Task prompt:
From the rows below, pull out each line that contains the word "nothing".

Entries shown:
--- Start ---

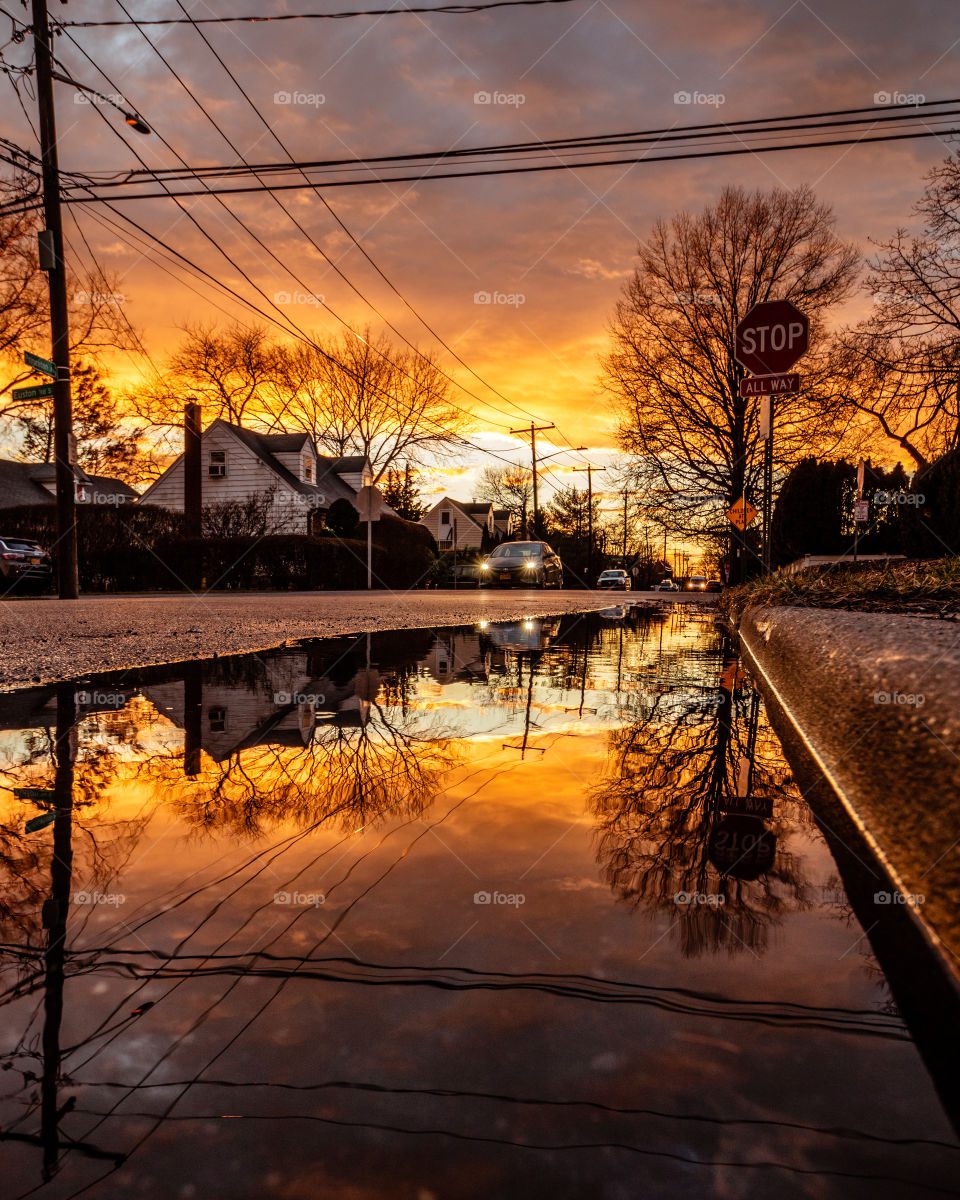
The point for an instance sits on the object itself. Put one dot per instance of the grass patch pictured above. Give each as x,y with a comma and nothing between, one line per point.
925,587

--- End ---
--- Start ---

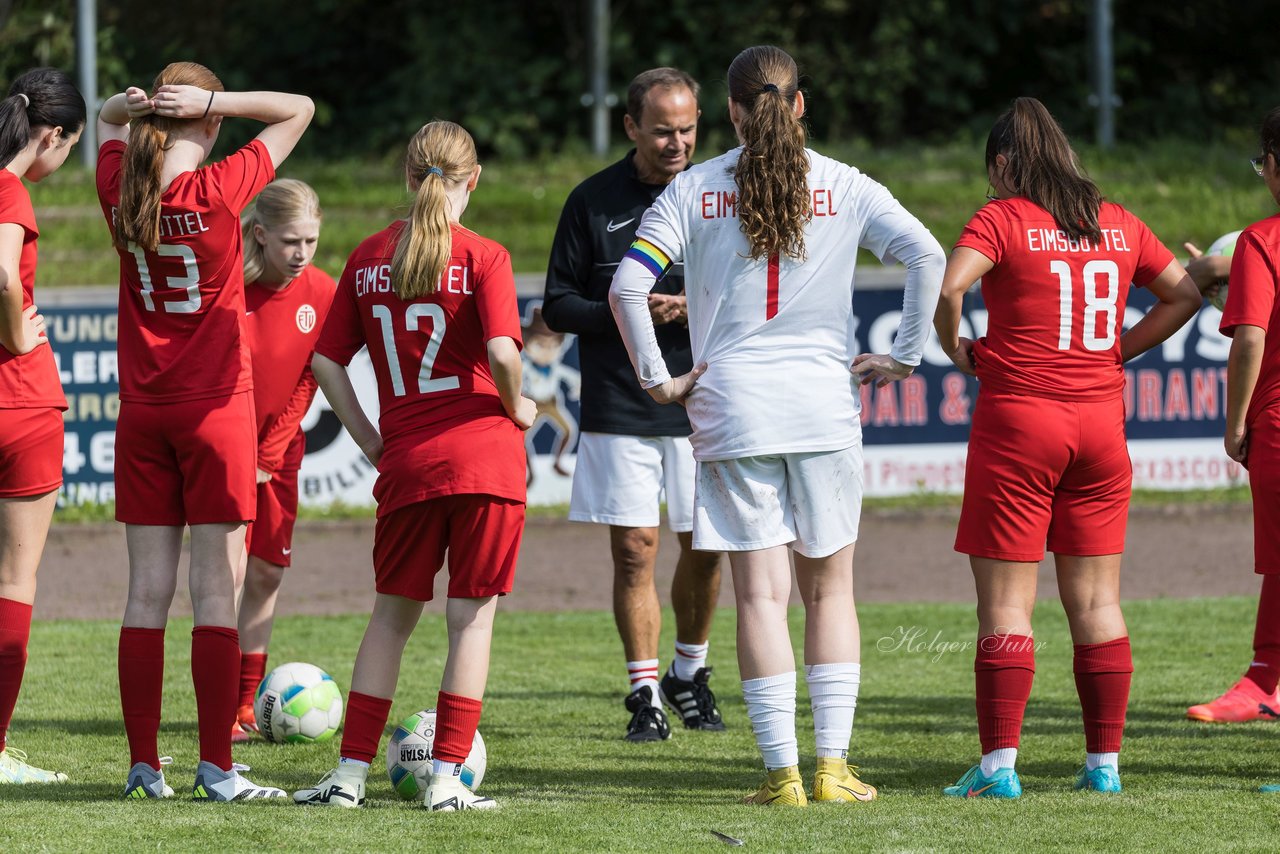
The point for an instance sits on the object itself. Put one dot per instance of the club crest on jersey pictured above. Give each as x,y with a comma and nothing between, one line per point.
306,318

--- End ---
--- Start ---

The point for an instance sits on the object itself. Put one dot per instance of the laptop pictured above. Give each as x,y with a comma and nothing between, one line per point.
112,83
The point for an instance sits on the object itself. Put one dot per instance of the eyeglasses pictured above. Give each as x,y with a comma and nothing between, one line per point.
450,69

--- End ---

Exercise answer:
The point for an instance sits on the object itself. Put one dot per instance of the grass patch pictured above. Give each as x,y with a comma and nothing between, one line per point.
The point for an instance sits on the object itself. Put one dot per instance of the club crest on jersey pictured above. Give each as x,y with a comma and nothing between, one line per point.
The point for an instance sits on the object itself. Put one dot per instance of the laptop pictured above. Give each as x,y with a comma and nothing between, one line per point.
The point for an instance sits on the object itself. Put one dot per instance of the eyeglasses pictured above. Give each as x,y with a comma and nothing between, one line per point.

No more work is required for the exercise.